::: Materials provided :::

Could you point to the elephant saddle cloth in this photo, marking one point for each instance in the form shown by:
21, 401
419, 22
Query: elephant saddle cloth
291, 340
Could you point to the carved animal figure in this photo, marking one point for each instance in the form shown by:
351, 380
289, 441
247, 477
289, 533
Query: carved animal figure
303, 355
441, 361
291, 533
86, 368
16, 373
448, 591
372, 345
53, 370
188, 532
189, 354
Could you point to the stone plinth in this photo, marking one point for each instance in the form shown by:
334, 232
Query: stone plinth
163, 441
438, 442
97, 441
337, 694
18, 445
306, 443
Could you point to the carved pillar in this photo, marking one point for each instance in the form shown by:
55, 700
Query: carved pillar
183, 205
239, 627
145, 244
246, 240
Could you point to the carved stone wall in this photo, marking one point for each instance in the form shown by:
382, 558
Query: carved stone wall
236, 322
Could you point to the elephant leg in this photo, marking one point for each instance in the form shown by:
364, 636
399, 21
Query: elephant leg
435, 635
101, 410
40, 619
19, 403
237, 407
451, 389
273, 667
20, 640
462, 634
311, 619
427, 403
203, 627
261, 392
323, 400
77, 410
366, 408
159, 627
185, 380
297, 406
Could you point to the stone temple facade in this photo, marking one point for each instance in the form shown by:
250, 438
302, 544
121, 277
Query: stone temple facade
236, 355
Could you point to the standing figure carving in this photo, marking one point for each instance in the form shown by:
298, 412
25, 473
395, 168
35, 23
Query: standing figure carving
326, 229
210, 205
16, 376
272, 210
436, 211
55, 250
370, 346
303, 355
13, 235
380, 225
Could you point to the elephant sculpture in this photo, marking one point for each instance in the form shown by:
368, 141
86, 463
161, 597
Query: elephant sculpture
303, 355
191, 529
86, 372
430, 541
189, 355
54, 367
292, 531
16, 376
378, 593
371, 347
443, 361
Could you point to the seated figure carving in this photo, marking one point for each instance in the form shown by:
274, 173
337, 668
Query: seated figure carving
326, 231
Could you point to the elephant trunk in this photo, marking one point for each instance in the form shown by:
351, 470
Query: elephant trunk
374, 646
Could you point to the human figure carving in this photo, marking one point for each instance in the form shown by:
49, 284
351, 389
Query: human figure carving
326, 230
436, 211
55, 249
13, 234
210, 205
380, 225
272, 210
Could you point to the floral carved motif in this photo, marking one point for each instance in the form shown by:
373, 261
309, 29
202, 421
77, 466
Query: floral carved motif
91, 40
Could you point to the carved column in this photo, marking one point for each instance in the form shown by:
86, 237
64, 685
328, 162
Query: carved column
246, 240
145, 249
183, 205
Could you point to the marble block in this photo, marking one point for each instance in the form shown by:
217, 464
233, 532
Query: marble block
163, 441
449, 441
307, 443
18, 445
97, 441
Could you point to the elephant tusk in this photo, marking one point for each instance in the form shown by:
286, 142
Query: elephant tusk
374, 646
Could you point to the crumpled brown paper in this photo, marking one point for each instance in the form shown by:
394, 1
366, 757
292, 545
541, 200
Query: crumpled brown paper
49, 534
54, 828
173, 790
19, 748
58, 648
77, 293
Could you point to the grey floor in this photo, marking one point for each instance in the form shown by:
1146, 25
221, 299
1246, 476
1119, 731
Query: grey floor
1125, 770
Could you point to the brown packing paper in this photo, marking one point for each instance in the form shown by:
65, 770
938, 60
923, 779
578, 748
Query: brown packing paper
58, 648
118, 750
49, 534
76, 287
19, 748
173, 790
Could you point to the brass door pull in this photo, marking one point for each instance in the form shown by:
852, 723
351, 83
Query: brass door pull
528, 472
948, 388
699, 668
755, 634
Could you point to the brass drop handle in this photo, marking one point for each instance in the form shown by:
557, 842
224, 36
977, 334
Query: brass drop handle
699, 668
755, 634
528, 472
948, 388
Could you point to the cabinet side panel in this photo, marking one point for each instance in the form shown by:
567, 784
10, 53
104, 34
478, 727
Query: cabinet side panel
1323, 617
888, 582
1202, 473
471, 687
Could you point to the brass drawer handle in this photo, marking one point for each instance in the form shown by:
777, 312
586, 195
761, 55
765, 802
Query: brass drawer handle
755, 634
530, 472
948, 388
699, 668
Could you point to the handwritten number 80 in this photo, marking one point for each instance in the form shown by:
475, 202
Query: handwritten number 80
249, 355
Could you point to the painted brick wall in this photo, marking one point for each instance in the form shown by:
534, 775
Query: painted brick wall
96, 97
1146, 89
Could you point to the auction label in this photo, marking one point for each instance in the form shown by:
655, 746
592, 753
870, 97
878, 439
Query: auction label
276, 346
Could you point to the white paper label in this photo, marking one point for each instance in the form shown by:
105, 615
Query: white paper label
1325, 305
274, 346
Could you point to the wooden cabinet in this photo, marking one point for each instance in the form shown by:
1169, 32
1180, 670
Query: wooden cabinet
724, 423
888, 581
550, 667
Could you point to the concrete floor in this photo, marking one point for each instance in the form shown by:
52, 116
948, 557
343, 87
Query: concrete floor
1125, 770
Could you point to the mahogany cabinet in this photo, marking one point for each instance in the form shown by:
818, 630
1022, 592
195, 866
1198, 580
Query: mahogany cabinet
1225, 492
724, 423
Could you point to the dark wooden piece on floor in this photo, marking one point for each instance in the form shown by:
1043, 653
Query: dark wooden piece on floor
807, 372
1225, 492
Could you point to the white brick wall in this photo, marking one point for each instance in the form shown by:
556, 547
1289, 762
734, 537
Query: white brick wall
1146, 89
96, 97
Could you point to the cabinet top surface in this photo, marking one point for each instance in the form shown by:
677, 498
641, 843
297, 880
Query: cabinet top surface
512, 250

:::

- [Task brief]: Rewrite all of the material above, changing every "Query" to "Label" and leaving everything else the same.

- [The solution]:
Could you point to the elephant saddle cloth in this photo, marking one point for each instance in the form shown by:
21, 401
419, 22
Label: elephant saddle cloth
291, 340
Could you point to the carved animal figure in this photo, marking one point for each instance in the form shown by:
351, 380
289, 441
247, 477
289, 533
Label: carved animal figure
303, 355
441, 361
291, 533
86, 368
16, 373
448, 591
372, 345
53, 370
188, 532
189, 354
Could you point to the stone plinth in this photo, marking one point for each instance in the form shown by:
334, 232
Label: stone plinth
163, 441
438, 442
97, 441
337, 694
18, 445
306, 443
Could you point to the carved pillar in this photo, marking one point for each instance in the form shown by:
55, 700
Label: carved pillar
183, 205
239, 627
145, 244
246, 240
Could you point to the carved stone wall in this photo, marking one point for each instance in the form shown by:
382, 558
Label: carved stone wall
236, 322
Could you point to the elephant leg in this photo, marking one point for each instance in the form shown by:
364, 636
399, 21
Label: elephant leg
435, 635
101, 410
40, 619
19, 403
237, 407
451, 389
273, 667
20, 640
462, 634
311, 619
427, 403
203, 627
261, 392
323, 400
77, 410
366, 408
159, 627
185, 380
297, 406
Could you point to the stone temple facade in this photo, marking one point for each instance in the form shown by:
250, 438
302, 544
121, 277
Label: stone temple facade
236, 355
Could you point to the standing figure carving in this photo, marking one point for each instance in the form shown by:
298, 412
25, 473
395, 168
35, 23
Label: standing figure carving
326, 229
210, 205
16, 376
272, 210
436, 211
55, 250
370, 346
303, 355
13, 235
380, 225
Could you point to the elephant sculpture in this photo, marking one point for each instance in the form shown by:
368, 141
86, 463
161, 597
Label: elephant sculpture
303, 355
191, 529
86, 372
430, 541
189, 355
54, 367
292, 531
16, 376
378, 593
371, 347
443, 361
Could you point to the seated figure carving in this photo, marking one point for each instance in the form shown by:
274, 173
337, 668
Label: seated figure carving
326, 231
Could you point to the elephant trunk in this photo, marking one point for each instance in the form shown by:
351, 470
Label: elephant trunk
374, 646
Could you point to the human figure carving in this photo, marking one point for each instance in the form shown by:
49, 284
351, 389
Label: human figure carving
326, 230
436, 211
55, 249
13, 234
210, 205
380, 225
272, 210
Could you point to the floral carved motif in this photo, marking one point for each instance in the form shown by:
373, 261
309, 29
202, 421
77, 466
Label: floral carved motif
91, 40
Could you point to the carved column in this photo, marking one point for each instance in the form shown by:
86, 237
64, 685
328, 162
Label: carved column
246, 240
145, 249
183, 205
Could you point to the marble block in this photo, marking one point for each instance in the form shown by:
217, 464
233, 532
Label: marble block
163, 441
449, 441
307, 443
18, 445
97, 441
Could you point to the elephant tusk in this photo, marking one point for each instance in the form shown by:
286, 142
Label: elephant tusk
374, 646
Could you point to the crumpled brown paper in this photo, marking one point for each instance in the form shown by:
394, 1
366, 757
292, 545
541, 200
Label: crumpled brown paper
49, 534
54, 828
173, 790
19, 748
58, 648
77, 293
Could you point to the grey floor in this photo, marking one point for each instance in the form shown by:
1146, 25
221, 299
1246, 476
1119, 731
Label: grey floor
1125, 770
Could you point to the brown packing paper in this photo, marking one point for each instance in the form shown by:
65, 770
938, 60
923, 779
578, 748
Label: brown packing paper
58, 648
118, 750
49, 534
76, 287
19, 748
173, 790
Could you point to the brass door pull in this photo, marking one point for each instance in the form shown by:
852, 723
351, 83
Label: brass door pull
528, 472
948, 388
699, 668
755, 634
Could you point to the brass drop handle in this photo, marking one point for each instance in the form shown by:
557, 842
224, 36
977, 334
Label: brass drop handle
699, 668
755, 634
528, 472
948, 388
Could you point to the cabinet side panel in this photo, marking one point for each instance in the form shown by:
567, 784
10, 53
104, 34
478, 727
Label: cabinet side panel
1323, 617
888, 582
1202, 473
471, 687
Could you point to the brass drawer handle in this photo, marking one point for each instance in the form shown by:
777, 312
586, 195
761, 55
765, 802
Label: brass drawer handle
755, 634
530, 472
948, 388
699, 668
Could you point to the handwritten number 80 in this photo, marking one point for each instance in the form shown by:
475, 202
Label: handwritten number 80
249, 355
Could you point to the painted brick wall in this photo, marking one point for each instance in the form shown by:
534, 775
Label: painted brick wall
96, 97
1146, 89
Could you point to the auction label in this photo, marking one point for each instance in the form shown by:
655, 746
592, 753
870, 97
878, 439
Label: auction label
276, 346
Could you point to the white paper label in this photo, marking one point for each instance in the form shown by:
105, 615
Label: white paper label
1325, 305
274, 346
Could you point to the wooden cabinet in this photo, marking one point for each instance in the form shown by:
1169, 32
1180, 670
Label: wooden cabinet
724, 423
888, 581
550, 667
Could you point to the concrete floor in this photo, marking one point for each instance in the form shown by:
52, 116
948, 557
343, 87
Label: concrete floor
1125, 770
Could you point to the mahogany cabinet in this photo, marking one point for each instance in the form shown by:
818, 630
1022, 592
195, 866
1198, 580
Label: mahogany cabinet
1225, 492
724, 423
Could you point to the dark wooden piece on floor in this photo, marking one point for each instance in the form shown by:
1043, 653
Label: dark wooden piece on floor
807, 372
1225, 492
Could you point to the white brick wall in this photo, marking one point for each instance in the form shown by:
556, 547
1289, 762
734, 537
Label: white brick wall
1146, 89
96, 97
Could you point to the cabinet top surface in this photo, marking one point for each instance in the form shown by:
677, 498
641, 843
297, 880
Label: cabinet top surface
512, 250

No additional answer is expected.